• [DIRECTIVE]:
Please render all of the entries below as a Markdown table with the columns Row and Entry line, one row per line and blank lines skipped. Leave the pictures out of the table.

• [EXERCISE MATERIAL]:

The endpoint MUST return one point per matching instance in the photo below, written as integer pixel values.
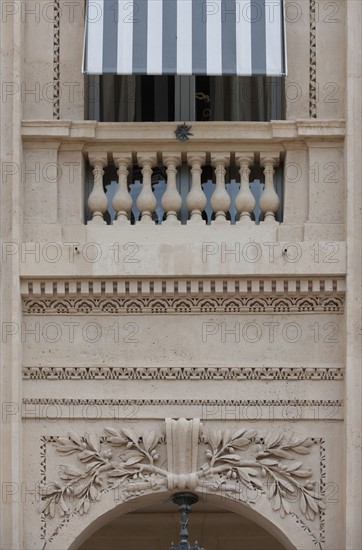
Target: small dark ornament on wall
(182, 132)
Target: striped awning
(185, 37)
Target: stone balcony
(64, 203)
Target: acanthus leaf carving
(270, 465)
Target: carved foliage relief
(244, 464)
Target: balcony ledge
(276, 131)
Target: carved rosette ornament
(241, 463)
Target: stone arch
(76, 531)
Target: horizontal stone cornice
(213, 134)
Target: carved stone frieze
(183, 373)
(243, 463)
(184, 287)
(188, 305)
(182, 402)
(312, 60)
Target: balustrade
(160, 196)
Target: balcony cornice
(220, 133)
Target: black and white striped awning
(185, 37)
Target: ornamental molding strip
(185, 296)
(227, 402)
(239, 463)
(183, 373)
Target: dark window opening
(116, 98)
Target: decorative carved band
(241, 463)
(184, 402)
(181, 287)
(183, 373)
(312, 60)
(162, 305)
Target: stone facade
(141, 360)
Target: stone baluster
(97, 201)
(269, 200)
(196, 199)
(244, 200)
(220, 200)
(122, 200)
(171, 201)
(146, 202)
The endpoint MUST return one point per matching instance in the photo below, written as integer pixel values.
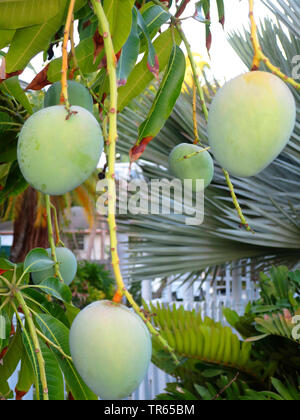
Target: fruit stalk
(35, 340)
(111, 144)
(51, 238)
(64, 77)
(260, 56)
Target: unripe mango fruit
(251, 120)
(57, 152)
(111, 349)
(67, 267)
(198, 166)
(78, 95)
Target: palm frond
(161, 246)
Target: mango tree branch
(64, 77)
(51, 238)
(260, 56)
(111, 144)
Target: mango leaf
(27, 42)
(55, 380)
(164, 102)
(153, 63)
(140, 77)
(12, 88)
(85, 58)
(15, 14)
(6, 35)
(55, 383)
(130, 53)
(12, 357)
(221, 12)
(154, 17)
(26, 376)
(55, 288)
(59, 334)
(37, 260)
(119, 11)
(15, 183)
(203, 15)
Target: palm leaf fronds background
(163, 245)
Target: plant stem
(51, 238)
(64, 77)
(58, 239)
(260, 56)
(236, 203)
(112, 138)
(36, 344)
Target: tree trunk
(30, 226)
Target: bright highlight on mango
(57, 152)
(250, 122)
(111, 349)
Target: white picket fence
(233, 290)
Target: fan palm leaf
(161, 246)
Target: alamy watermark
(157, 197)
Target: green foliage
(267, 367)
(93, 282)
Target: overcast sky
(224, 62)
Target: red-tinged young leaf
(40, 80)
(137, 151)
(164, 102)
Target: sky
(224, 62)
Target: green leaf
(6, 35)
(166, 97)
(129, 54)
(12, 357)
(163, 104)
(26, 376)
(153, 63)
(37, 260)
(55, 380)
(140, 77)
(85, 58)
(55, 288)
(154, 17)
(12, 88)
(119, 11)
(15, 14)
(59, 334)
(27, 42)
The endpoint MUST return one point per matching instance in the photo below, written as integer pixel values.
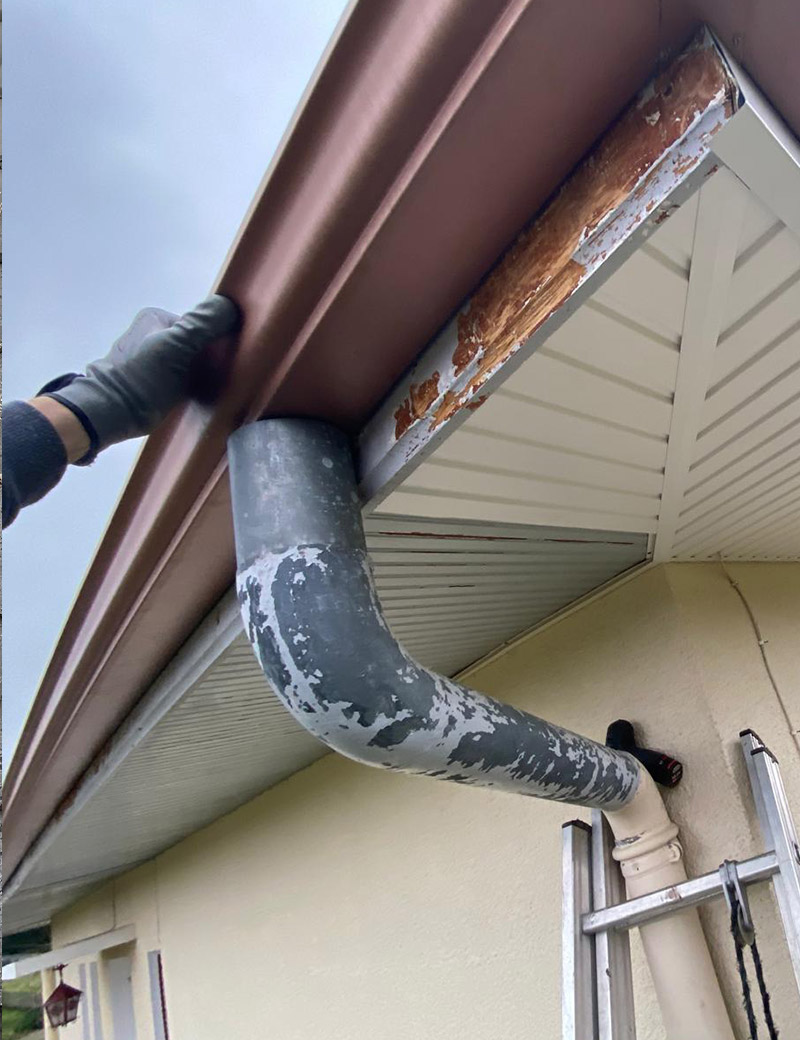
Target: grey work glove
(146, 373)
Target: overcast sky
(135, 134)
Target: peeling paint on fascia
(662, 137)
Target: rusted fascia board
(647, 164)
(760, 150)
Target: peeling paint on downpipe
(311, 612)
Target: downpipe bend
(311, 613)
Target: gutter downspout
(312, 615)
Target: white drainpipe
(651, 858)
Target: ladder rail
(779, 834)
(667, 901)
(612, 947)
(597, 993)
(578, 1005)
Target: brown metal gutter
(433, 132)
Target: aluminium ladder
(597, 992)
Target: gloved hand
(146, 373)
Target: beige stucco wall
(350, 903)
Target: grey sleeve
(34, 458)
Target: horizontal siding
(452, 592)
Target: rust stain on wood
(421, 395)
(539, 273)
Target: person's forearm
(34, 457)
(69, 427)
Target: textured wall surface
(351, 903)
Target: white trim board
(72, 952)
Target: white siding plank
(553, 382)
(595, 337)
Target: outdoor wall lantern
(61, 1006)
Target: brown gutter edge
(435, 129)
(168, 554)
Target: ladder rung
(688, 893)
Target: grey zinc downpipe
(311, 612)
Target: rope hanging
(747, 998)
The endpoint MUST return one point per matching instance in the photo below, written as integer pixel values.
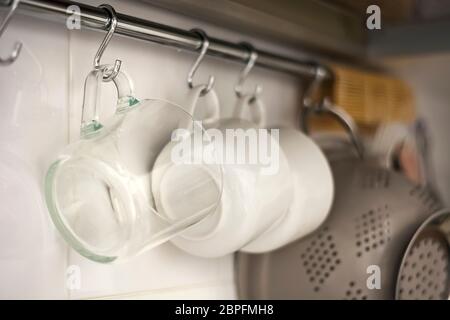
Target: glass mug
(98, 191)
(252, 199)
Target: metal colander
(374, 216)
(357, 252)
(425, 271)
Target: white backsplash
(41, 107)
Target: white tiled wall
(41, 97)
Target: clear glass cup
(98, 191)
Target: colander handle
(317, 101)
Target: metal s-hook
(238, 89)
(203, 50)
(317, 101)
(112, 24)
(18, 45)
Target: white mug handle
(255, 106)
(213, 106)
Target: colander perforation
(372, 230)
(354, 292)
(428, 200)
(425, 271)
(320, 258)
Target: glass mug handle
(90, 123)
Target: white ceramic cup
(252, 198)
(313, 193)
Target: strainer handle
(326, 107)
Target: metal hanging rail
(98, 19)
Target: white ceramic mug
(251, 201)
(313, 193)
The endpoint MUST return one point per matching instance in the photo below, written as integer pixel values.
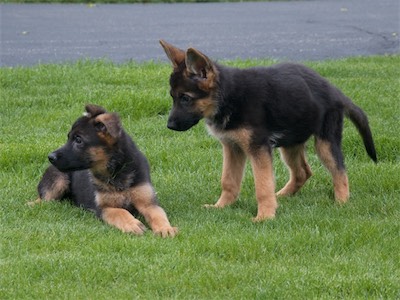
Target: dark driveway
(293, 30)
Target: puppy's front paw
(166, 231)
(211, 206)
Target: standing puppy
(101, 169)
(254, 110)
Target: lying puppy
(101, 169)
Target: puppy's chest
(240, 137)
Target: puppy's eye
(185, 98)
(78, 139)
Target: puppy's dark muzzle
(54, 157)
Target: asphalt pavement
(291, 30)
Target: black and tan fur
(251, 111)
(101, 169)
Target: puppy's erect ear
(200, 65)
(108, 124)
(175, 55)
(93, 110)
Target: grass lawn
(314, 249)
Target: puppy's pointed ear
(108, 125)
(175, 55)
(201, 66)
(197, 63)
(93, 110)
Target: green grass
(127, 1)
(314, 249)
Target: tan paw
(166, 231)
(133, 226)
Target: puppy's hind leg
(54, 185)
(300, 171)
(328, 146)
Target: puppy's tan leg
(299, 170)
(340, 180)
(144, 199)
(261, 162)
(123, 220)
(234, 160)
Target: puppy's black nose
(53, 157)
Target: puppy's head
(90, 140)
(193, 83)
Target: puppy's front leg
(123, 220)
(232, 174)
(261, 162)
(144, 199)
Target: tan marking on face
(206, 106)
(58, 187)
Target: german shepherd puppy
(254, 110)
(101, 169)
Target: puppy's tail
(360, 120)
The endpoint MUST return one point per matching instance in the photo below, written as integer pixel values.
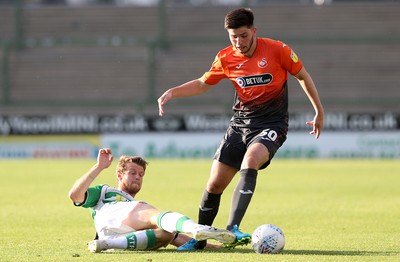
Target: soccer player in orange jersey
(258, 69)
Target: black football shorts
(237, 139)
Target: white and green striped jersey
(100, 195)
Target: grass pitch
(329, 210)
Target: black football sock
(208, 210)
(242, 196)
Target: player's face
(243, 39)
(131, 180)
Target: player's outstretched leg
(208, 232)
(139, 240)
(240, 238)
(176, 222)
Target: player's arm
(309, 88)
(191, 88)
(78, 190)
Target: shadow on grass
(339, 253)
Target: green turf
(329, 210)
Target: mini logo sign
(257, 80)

• [SOLUTION]:
| Row | Entry line |
|---|---|
| 1 | The endpoint MUST return one point per matching instance in the photo below, written as integer pixel values. |
| 2 | Target: small dark ornament on wall |
| 3 | (182, 132) |
| 4 | Target: striped awning |
| 5 | (185, 37) |
| 6 | Target: stone balcony |
| 7 | (64, 203) |
| 8 | Target: acanthus leaf carving |
| 9 | (270, 465) |
| 10 | Target: carved foliage relief |
| 11 | (244, 464) |
| 12 | Target: balcony ledge |
| 13 | (276, 131) |
| 14 | Target: carved rosette ornament |
| 15 | (241, 463) |
| 16 | Target: stone arch |
| 17 | (76, 531) |
| 18 | Target: horizontal stone cornice |
| 19 | (213, 134) |
| 20 | Target: carved stone frieze |
| 21 | (183, 373) |
| 22 | (243, 463) |
| 23 | (184, 287) |
| 24 | (188, 305) |
| 25 | (182, 402) |
| 26 | (312, 60) |
| 27 | Target: balustrade |
| 28 | (160, 196) |
| 29 | Target: balcony cornice |
| 30 | (220, 133) |
| 31 | Target: black and white striped awning |
| 32 | (185, 37) |
| 33 | Target: ornamental molding strip |
| 34 | (185, 296) |
| 35 | (227, 402) |
| 36 | (239, 463) |
| 37 | (183, 373) |
| 38 | Target: dark window opening |
| 39 | (116, 98) |
| 40 | Target: decorative carved band |
| 41 | (241, 463) |
| 42 | (184, 402) |
| 43 | (181, 287) |
| 44 | (183, 373) |
| 45 | (312, 60) |
| 46 | (162, 305) |
| 47 | Target: stone facade |
| 48 | (141, 360) |
| 49 | Target: stone baluster |
| 50 | (97, 201) |
| 51 | (269, 200) |
| 52 | (196, 199) |
| 53 | (244, 200) |
| 54 | (220, 200) |
| 55 | (122, 200) |
| 56 | (171, 201) |
| 57 | (146, 202) |
| 58 | The endpoint MUST return one point per matching instance in the photo below, written as integer pixel values. |
| 59 | Target: fruit stalk |
| 60 | (35, 340) |
| 61 | (111, 144) |
| 62 | (51, 238) |
| 63 | (64, 77) |
| 64 | (260, 56) |
| 65 | Target: unripe mango fruit |
| 66 | (251, 120) |
| 67 | (57, 152) |
| 68 | (111, 349) |
| 69 | (67, 267) |
| 70 | (198, 166) |
| 71 | (78, 95) |
| 72 | Target: palm frond |
| 73 | (161, 246) |
| 74 | Target: mango tree branch |
| 75 | (64, 77) |
| 76 | (51, 238) |
| 77 | (260, 56) |
| 78 | (111, 144) |
| 79 | Target: mango leaf |
| 80 | (27, 42) |
| 81 | (55, 380) |
| 82 | (164, 102) |
| 83 | (153, 63) |
| 84 | (140, 77) |
| 85 | (12, 88) |
| 86 | (85, 58) |
| 87 | (15, 14) |
| 88 | (6, 35) |
| 89 | (55, 383) |
| 90 | (130, 53) |
| 91 | (12, 357) |
| 92 | (221, 12) |
| 93 | (154, 17) |
| 94 | (26, 376) |
| 95 | (55, 288) |
| 96 | (59, 334) |
| 97 | (37, 260) |
| 98 | (119, 11) |
| 99 | (15, 183) |
| 100 | (203, 15) |
| 101 | Target: palm leaf fronds background |
| 102 | (163, 245) |
| 103 | Target: plant stem |
| 104 | (51, 238) |
| 105 | (64, 77) |
| 106 | (58, 239) |
| 107 | (260, 56) |
| 108 | (236, 203) |
| 109 | (112, 138) |
| 110 | (36, 344) |
| 111 | Target: tree trunk |
| 112 | (30, 226) |
| 113 | Target: bright highlight on mango |
| 114 | (57, 152) |
| 115 | (250, 122) |
| 116 | (111, 349) |
| 117 | Target: white picket fence |
| 118 | (233, 290) |
| 119 | Target: fan palm leaf |
| 120 | (161, 246) |
| 121 | Target: alamy watermark |
| 122 | (157, 197) |
| 123 | Target: green foliage |
| 124 | (267, 367) |
| 125 | (93, 282) |
| 126 | Target: overcast sky |
| 127 | (224, 62) |
| 128 | Target: red-tinged young leaf |
| 129 | (40, 80) |
| 130 | (137, 151) |
| 131 | (164, 102) |
| 132 | Target: sky |
| 133 | (224, 62) |
| 134 | Target: green leaf |
| 135 | (6, 35) |
| 136 | (166, 97) |
| 137 | (129, 54) |
| 138 | (12, 357) |
| 139 | (163, 104) |
| 140 | (26, 376) |
| 141 | (153, 63) |
| 142 | (37, 260) |
| 143 | (55, 380) |
| 144 | (140, 77) |
| 145 | (85, 58) |
| 146 | (55, 288) |
| 147 | (154, 17) |
| 148 | (12, 88) |
| 149 | (119, 11) |
| 150 | (15, 14) |
| 151 | (59, 334) |
| 152 | (27, 42) |
| 153 | The endpoint MUST return one point per matching instance in the photo below, written as integer pixel values. |
| 154 | Target: grey work glove |
| 155 | (146, 373) |
| 156 | Target: overcast sky |
| 157 | (135, 134) |
| 158 | Target: peeling paint on fascia |
| 159 | (662, 137) |
| 160 | Target: rusted fascia board |
| 161 | (647, 164) |
| 162 | (760, 150) |
| 163 | Target: peeling paint on downpipe |
| 164 | (311, 612) |
| 165 | Target: downpipe bend |
| 166 | (311, 613) |
| 167 | Target: gutter downspout |
| 168 | (312, 615) |
| 169 | Target: white drainpipe |
| 170 | (651, 858) |
| 171 | Target: ladder rail |
| 172 | (779, 834) |
| 173 | (667, 901) |
| 174 | (612, 947) |
| 175 | (597, 993) |
| 176 | (578, 1005) |
| 177 | Target: brown metal gutter |
| 178 | (433, 132) |
| 179 | Target: aluminium ladder |
| 180 | (597, 992) |
| 181 | Target: gloved hand |
| 182 | (146, 373) |
| 183 | Target: beige stucco wall |
| 184 | (350, 903) |
| 185 | Target: grey sleeve |
| 186 | (34, 458) |
| 187 | Target: horizontal siding |
| 188 | (452, 592) |
| 189 | Target: rust stain on wood |
| 190 | (421, 395) |
| 191 | (539, 273) |
| 192 | Target: person's forearm |
| 193 | (34, 457) |
| 194 | (69, 427) |
| 195 | Target: textured wall surface |
| 196 | (351, 903) |
| 197 | Target: white trim board |
| 198 | (72, 952) |
| 199 | Target: white siding plank |
| 200 | (553, 382) |
| 201 | (595, 337) |
| 202 | Target: outdoor wall lantern |
| 203 | (61, 1006) |
| 204 | Target: brown gutter edge |
| 205 | (435, 129) |
| 206 | (168, 554) |
| 207 | Target: ladder rung |
| 208 | (688, 893) |
| 209 | Target: grey zinc downpipe |
| 210 | (311, 612) |
| 211 | Target: rope hanging |
| 212 | (747, 998) |
| 213 | The endpoint MUST return one point per matching instance in the photo below, written as integer pixel values. |
| 214 | Target: glass mug |
| 215 | (98, 191) |
| 216 | (252, 199) |
| 217 | Target: metal colander |
| 218 | (374, 216) |
| 219 | (357, 252) |
| 220 | (425, 271) |
| 221 | Target: white backsplash |
| 222 | (41, 107) |
| 223 | Target: white tiled wall |
| 224 | (41, 97) |
| 225 | Target: clear glass cup |
| 226 | (98, 191) |
| 227 | Target: colander handle |
| 228 | (317, 101) |
| 229 | Target: metal s-hook |
| 230 | (238, 89) |
| 231 | (203, 50) |
| 232 | (317, 101) |
| 233 | (112, 24) |
| 234 | (18, 45) |
| 235 | Target: white mug handle |
| 236 | (255, 106) |
| 237 | (213, 106) |
| 238 | Target: colander perforation |
| 239 | (372, 230) |
| 240 | (354, 292) |
| 241 | (428, 200) |
| 242 | (425, 271) |
| 243 | (320, 258) |
| 244 | Target: glass mug handle |
| 245 | (90, 123) |
| 246 | Target: white ceramic cup |
| 247 | (252, 198) |
| 248 | (313, 193) |
| 249 | Target: strainer handle |
| 250 | (326, 107) |
| 251 | Target: metal hanging rail |
| 252 | (98, 19) |
| 253 | Target: white ceramic mug |
| 254 | (251, 201) |
| 255 | (313, 193) |
| 256 | The endpoint MUST return one point per matching instance in the photo below, written as integer pixel values. |
| 257 | Target: dark driveway |
| 258 | (293, 30) |
| 259 | Target: puppy's front paw |
| 260 | (166, 231) |
| 261 | (211, 206) |
| 262 | Target: standing puppy |
| 263 | (101, 169) |
| 264 | (254, 110) |
| 265 | Target: lying puppy |
| 266 | (101, 169) |
| 267 | Target: puppy's chest |
| 268 | (240, 137) |
| 269 | Target: puppy's eye |
| 270 | (185, 98) |
| 271 | (78, 139) |
| 272 | Target: puppy's dark muzzle |
| 273 | (54, 157) |
| 274 | Target: asphalt pavement |
| 275 | (291, 30) |
| 276 | Target: black and tan fur |
| 277 | (251, 111) |
| 278 | (101, 169) |
| 279 | Target: puppy's erect ear |
| 280 | (200, 65) |
| 281 | (108, 124) |
| 282 | (175, 55) |
| 283 | (93, 110) |
| 284 | Target: grass lawn |
| 285 | (314, 249) |
| 286 | Target: puppy's pointed ear |
| 287 | (108, 125) |
| 288 | (175, 55) |
| 289 | (201, 66) |
| 290 | (197, 63) |
| 291 | (93, 110) |
| 292 | Target: green grass |
| 293 | (127, 1) |
| 294 | (314, 249) |
| 295 | Target: tan paw |
| 296 | (166, 231) |
| 297 | (133, 226) |
| 298 | Target: puppy's hind leg |
| 299 | (54, 185) |
| 300 | (300, 171) |
| 301 | (328, 146) |
| 302 | Target: puppy's tan leg |
| 303 | (299, 170) |
| 304 | (340, 180) |
| 305 | (144, 199) |
| 306 | (261, 162) |
| 307 | (123, 220) |
| 308 | (234, 160) |
| 309 | Target: puppy's black nose |
| 310 | (53, 157) |
| 311 | Target: puppy's head |
| 312 | (90, 140) |
| 313 | (193, 83) |
| 314 | Target: puppy's front leg |
| 315 | (123, 220) |
| 316 | (232, 174) |
| 317 | (261, 162) |
| 318 | (144, 199) |
| 319 | Target: tan marking on face |
| 320 | (206, 106) |
| 321 | (58, 187) |
| 322 | Target: german shepherd puppy |
| 323 | (254, 110) |
| 324 | (101, 169) |
| 325 | Target: puppy's tail |
| 326 | (360, 120) |
| 327 | The endpoint MUST return one point per matching instance in the photo below, written as integer pixel values. |
| 328 | Target: soccer player in orange jersey |
| 329 | (258, 69) |
| 330 | Target: black football shorts |
| 331 | (237, 139) |
| 332 | Target: white and green striped jersey |
| 333 | (100, 195) |
| 334 | Target: grass pitch |
| 335 | (329, 210) |
| 336 | Target: black football sock |
| 337 | (208, 210) |
| 338 | (242, 196) |
| 339 | Target: player's face |
| 340 | (243, 39) |
| 341 | (131, 180) |
| 342 | Target: player's outstretched leg |
| 343 | (208, 232) |
| 344 | (139, 240) |
| 345 | (240, 238) |
| 346 | (176, 222) |
| 347 | Target: player's arm |
| 348 | (309, 88) |
| 349 | (191, 88) |
| 350 | (78, 190) |
| 351 | Target: shadow on grass |
| 352 | (339, 253) |
| 353 | Target: green turf |
| 354 | (329, 210) |
| 355 | Target: mini logo sign |
| 356 | (257, 80) |